— START —

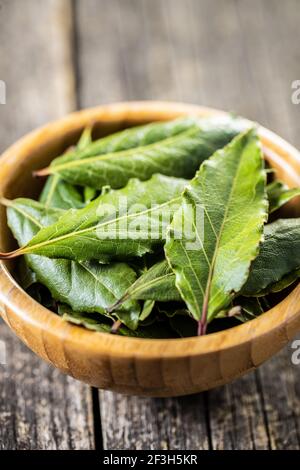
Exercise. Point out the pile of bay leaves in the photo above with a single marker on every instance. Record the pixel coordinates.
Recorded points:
(158, 230)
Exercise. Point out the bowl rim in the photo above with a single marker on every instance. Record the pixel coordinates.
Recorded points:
(32, 313)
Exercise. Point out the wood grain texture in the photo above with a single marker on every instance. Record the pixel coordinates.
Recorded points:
(39, 407)
(225, 54)
(154, 423)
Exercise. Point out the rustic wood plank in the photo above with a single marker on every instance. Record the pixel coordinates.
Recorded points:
(224, 54)
(153, 423)
(39, 407)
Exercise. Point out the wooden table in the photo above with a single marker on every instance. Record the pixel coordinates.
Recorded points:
(59, 55)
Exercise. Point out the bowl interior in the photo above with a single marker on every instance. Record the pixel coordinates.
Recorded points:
(21, 183)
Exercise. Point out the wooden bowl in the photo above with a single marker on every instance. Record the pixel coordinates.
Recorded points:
(129, 365)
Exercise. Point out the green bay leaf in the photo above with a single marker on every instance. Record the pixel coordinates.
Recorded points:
(279, 256)
(118, 225)
(85, 286)
(227, 199)
(175, 155)
(279, 194)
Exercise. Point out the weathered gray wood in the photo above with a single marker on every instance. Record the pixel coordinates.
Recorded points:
(149, 423)
(39, 407)
(233, 55)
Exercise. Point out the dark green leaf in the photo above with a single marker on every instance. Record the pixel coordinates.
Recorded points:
(179, 155)
(224, 208)
(279, 194)
(156, 283)
(60, 194)
(96, 322)
(85, 286)
(279, 255)
(124, 223)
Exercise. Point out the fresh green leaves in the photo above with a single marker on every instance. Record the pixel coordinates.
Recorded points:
(173, 150)
(85, 286)
(279, 194)
(279, 256)
(120, 224)
(158, 256)
(215, 234)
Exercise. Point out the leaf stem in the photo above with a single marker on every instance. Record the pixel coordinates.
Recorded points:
(116, 326)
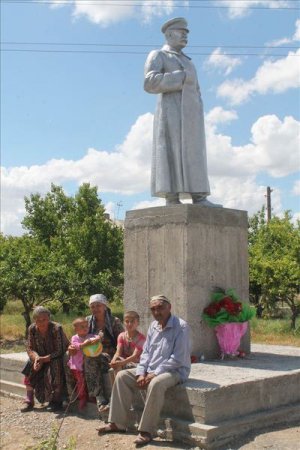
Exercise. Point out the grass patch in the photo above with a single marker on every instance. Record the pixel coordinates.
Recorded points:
(275, 331)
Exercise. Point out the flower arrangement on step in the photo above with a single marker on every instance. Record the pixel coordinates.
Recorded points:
(229, 316)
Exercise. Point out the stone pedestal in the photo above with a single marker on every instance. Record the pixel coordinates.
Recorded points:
(184, 251)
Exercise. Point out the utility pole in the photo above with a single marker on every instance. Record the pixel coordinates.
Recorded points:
(119, 205)
(269, 208)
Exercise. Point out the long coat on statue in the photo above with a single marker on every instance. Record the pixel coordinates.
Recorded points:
(179, 162)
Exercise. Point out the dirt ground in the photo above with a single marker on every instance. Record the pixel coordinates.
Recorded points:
(22, 430)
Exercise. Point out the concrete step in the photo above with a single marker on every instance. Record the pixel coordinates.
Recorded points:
(221, 435)
(267, 379)
(221, 400)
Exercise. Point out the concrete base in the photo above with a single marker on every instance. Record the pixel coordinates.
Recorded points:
(183, 252)
(225, 400)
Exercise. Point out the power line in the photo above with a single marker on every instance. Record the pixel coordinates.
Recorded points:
(22, 50)
(150, 4)
(94, 44)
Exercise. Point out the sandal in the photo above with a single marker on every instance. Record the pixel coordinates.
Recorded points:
(109, 428)
(143, 438)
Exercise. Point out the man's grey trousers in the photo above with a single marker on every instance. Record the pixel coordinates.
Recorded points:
(122, 394)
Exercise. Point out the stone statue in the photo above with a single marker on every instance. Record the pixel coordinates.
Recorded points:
(179, 165)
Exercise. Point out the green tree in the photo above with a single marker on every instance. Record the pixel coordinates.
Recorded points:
(274, 258)
(25, 272)
(85, 249)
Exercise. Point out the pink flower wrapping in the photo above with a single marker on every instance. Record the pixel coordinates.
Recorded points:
(229, 336)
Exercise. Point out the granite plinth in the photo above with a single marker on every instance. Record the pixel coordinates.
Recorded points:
(184, 251)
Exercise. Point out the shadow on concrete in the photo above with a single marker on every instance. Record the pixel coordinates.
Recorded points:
(199, 384)
(262, 361)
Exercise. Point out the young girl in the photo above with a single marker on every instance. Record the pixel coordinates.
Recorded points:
(78, 341)
(130, 344)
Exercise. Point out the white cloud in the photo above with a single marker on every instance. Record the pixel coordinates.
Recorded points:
(296, 187)
(222, 62)
(240, 9)
(219, 115)
(272, 149)
(288, 40)
(125, 170)
(273, 76)
(106, 12)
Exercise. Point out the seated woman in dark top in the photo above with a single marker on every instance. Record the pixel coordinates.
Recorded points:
(44, 373)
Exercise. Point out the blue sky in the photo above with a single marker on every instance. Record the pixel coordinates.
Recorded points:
(73, 108)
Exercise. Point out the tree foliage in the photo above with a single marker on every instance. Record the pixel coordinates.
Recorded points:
(70, 250)
(274, 253)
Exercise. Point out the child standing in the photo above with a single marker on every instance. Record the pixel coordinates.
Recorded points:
(78, 341)
(130, 344)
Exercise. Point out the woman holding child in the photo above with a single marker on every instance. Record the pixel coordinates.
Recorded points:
(109, 327)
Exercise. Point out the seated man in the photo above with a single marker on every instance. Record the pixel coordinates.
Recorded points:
(165, 362)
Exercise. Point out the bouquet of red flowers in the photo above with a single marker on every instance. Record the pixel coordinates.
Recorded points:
(225, 307)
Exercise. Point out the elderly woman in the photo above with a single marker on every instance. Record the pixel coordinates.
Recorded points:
(44, 375)
(103, 322)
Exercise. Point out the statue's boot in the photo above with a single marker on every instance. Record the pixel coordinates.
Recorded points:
(201, 200)
(172, 199)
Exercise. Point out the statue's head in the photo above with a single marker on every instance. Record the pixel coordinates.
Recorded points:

— END —

Pictures appear in the records above. Output everything except them, exactly.

Exercise. Point out the pile of bay leaves in the photo above with a single marker on every instance. Record the pixel coordinates.
Recorded points:
(158, 230)
Exercise. Point out the bowl rim in the photo above with a single marker on every instance. Record the pixel coordinates.
Recorded points:
(32, 313)
Exercise. Point out the wood grain texture in the photo above with a single marker on every instance. Record the pixel coordinates.
Recorded points:
(39, 407)
(225, 54)
(154, 423)
Exercise. Point out the rustic wood plank in the photo above with a single marker on every instance. Record the pixel coordinates.
Recorded points:
(224, 54)
(153, 423)
(39, 407)
Exercise. Point out the wooden table in the photo above with a single marker on every instance. Record the pixel coordinates.
Recorded points:
(59, 55)
Exercise. Point out the bowl interior in the photo above with a single marker on every instance. Record the pixel coordinates.
Recorded points:
(21, 183)
Exercise. Point out the wooden bowl in the photo above with a single marker on every instance. Record the pixel coordinates.
Recorded points:
(129, 365)
Exercise. Point out the green bay leaf in the photo above with a single marker on every instance. Record the pixel coordinates.
Recorded points:
(279, 256)
(118, 225)
(85, 286)
(227, 199)
(175, 155)
(279, 194)
Exercise. Point out the weathered gray wood in the photo above with a single marker on every instance. Record the pixel coordinates.
Recorded points:
(149, 423)
(39, 407)
(233, 55)
Exercise. Point out the dark green leaf in the photo above with a single marker on every instance. Record the pixel coordinates.
Recorded points:
(179, 155)
(224, 208)
(279, 194)
(156, 283)
(60, 194)
(96, 322)
(85, 286)
(279, 255)
(124, 223)
Exercise. Point out the fresh green leaves in the photo above with a single marker on every instance. Record the pixel coordinates.
Recorded points:
(173, 150)
(85, 286)
(279, 194)
(279, 256)
(120, 224)
(158, 256)
(215, 234)
Exercise. Point out the leaf stem in the photo above with a single marker on every instance. Record the pixel coordinates.
Recorded points:
(116, 326)
Exercise. Point out the grass patch in the photo above with a single marker on every instance. Record the pixel coordinates.
Recorded points:
(275, 331)
Exercise. Point out the flower arrangement on step in the photo above with a single marker on every instance. Record the pixel coordinates.
Recorded points:
(229, 316)
Exercise. Point out the stone pedestal in the photo above with a single marker on every instance. Record the pixel coordinates.
Recorded points:
(184, 251)
Exercise. Point out the utility pole in the photo above with a single marker on every instance. Record the pixel coordinates.
Recorded points:
(119, 205)
(269, 208)
Exercise. Point out the long coat on statue in the photo above with a single marker on every instance. Record the pixel coordinates.
Recorded points:
(179, 162)
Exercise. Point out the dirt ground in the photo above with a single marker on every instance. Record the pixel coordinates.
Recorded points:
(22, 430)
Exercise. Point out the concrete step in the photo above with a single marker on every instance. Record the pixel coordinates.
Recorded points:
(221, 435)
(267, 379)
(221, 400)
Exercise. Point out the concrete base in the photo above with a single marker on every instance. Record the pixel coordinates.
Recorded points:
(183, 252)
(225, 400)
Exercise. Point out the power line in the photo above with a single marker on every instance. Record the pixel coordinates.
Recorded points:
(22, 50)
(150, 4)
(94, 44)
Exercise. Point out the sandal in the photo above with a single marker on every instance. Record the pixel coordinates.
Recorded points:
(109, 428)
(143, 438)
Exercise. Point out the man's grey trousers in the photo above with a single marker on every instance. Record the pixel coordinates.
Recorded points:
(122, 394)
Exercise. Point out the stone statue in the photo above with a single marker on every instance. Record the pixel coordinates.
Recorded points:
(179, 165)
Exercise. Point out the green tree in the photo above with a single marker on every instance. Record the pixel coordinates.
Recorded points:
(274, 258)
(25, 272)
(85, 249)
Exercise. Point out the pink flower wrapping in the photo above with a single marker on every instance. Record the pixel coordinates.
Recorded points:
(229, 336)
Exercise. Point out the granite plinth in the photo above with a single marker on every instance. Record the pixel coordinates.
Recorded points:
(184, 251)
Exercise. Point out the shadow on concrete in the photo above with a single marker on every instance. Record the pixel coordinates.
Recorded points:
(199, 384)
(262, 361)
Exercise. Point out the young girl in the photo above with a single marker on every instance. Record the pixel coordinates.
Recorded points:
(78, 341)
(130, 344)
Exercise. Point out the white cloud in the photo above with a single marker on every instance. Record the pixel coordinates.
Recorded points:
(296, 187)
(222, 62)
(240, 9)
(219, 115)
(272, 149)
(288, 40)
(125, 170)
(273, 76)
(106, 12)
Exercise. Point out the seated woman in dark top in the photo above with a single marker on every instance. Record the pixel coordinates.
Recorded points:
(44, 373)
Exercise. Point out the blue sky in the photo above with a single marker on every instance. Record the pixel coordinates.
Recorded points:
(73, 108)
Exercise. Point out the tree foliage in the photo above with a single marker on every instance. Record the pixel coordinates.
Recorded points:
(70, 250)
(274, 253)
Exercise. Point out the child standing in the photo above with a single marker on every instance. Record the pixel coordinates.
Recorded points:
(78, 341)
(130, 344)
Exercise. Point out the woman holding child in the photo above with a single marker on every instance. Record the pixel coordinates.
Recorded points:
(109, 327)
Exercise. Point out the seated man in the photo above with a single marker on every instance. Record the pixel coordinates.
Recorded points:
(165, 362)
Exercise. Point out the bouquet of red flowers in the photo above with a single marker on every instance. Record the pixel coordinates.
Recorded points:
(225, 307)
Exercise. Point out the elderly woman in the photo above with a single marker on every instance. Record the pixel coordinates.
Recorded points:
(44, 375)
(103, 322)
Exercise. Point out the statue's boot in the photo above with a single marker on every instance. Record the pixel coordinates.
Recorded points:
(201, 200)
(172, 199)
Exercise. Point out the statue's head in the photo above with a single marker on every instance. Record the pixel coordinates.
Recorded points:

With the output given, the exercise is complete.